EXERCISE PASSAGE START

Rock Hill Fire And Police Services To Stay
July 23, 2004
In his last official legislative act, Rock Hill Mayor Robert Salamone insured that the city would not lose its fire or police department.
After a 90-minute closed session, the Rock Hill Board of Aldermen voted unanimously to not "contract with another municipality or government body for police or fire protection."
In three related actions, the board voted 4-1 to:
appoint Don Cary as acting city administrator effective Aug. 3, and interim city clerk until the position of assistant city clerk is filled;
create the position of public safety administrator, eliminating police and fire positions;
appoint Fire Chief John Kriska as public safety administrator.
Board Member Ed Johnson voted "no" to these actions, saying that he did not have the appropriate information to make an informed decision. Board Member Sheri McCann was absent.
During the meeting, Johnson said he had asked Cary last month for a copy of the budget numbers for the first quarter of this fiscal year.
"I thought we would have the information by now," Johnson said.
Salamone took the blame, saying that he had asked Cary and Tina Capriglione to get the figures to keep the city solvent past 2010. Salamone said Cary is also working with the auditors.
"We should get enough feedback so we can make a decision," Johnson said. "We're talking about where we're going in the next few years, when we can't say what we've done in the last three or four months."

EXERCISE PASSAGE END
DATA LISTING START

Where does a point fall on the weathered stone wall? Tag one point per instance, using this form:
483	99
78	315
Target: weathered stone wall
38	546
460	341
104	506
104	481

DATA LISTING END

REQUIREMENT 1
In the Rock Hill fire and police article, whom did the board appoint as public safety administrator?
REQUIREMENT 2
Continue the Rock Hill fire and police article from the point where it stops.

ANSWER SECTION 1
Fire Chief John Kriska.

ANSWER SECTION 2
Cary apologized, saying he had been in meetings and talking with residents much of the day.
Johnson also reiterated his complaint about meeting minutes not being available to the public in "a timely manner."
Board Member Matt Knuckles said one of the biggest problems is people wanting copies of city documents.
"They come in and Don has to stop his work to make these copies," Knuckles said. "I've been up here answering phones and helping. These people are busy and haven't had time to transcribe the minutes."
Before adjourning to closed session, Cary asked that the board consider asking City Attorney Ken Heinz to draft an ordinance rescinding pay increases for the mayor and board of aldermen, and to freeze employee wages, except for a 1.5 percent cost of living increase, through 2007.
The board did not act on these motions.
In an interview after the meeting, Johnson said, "Don gave a report in February that has a summary showing how we're doing compared to the budget. That was all I was asking for."
When asked about the status of now-former police chief Terry Goode who has been on medical leave for the past few months, Salamone said he could not comment because it was a personnel matter.
In a telephone interview, Cary told the Times that the reason the board did not act on the matters he proposed was because they wanted more detail from the mayor's June 9 report on how the department reorganizations would work.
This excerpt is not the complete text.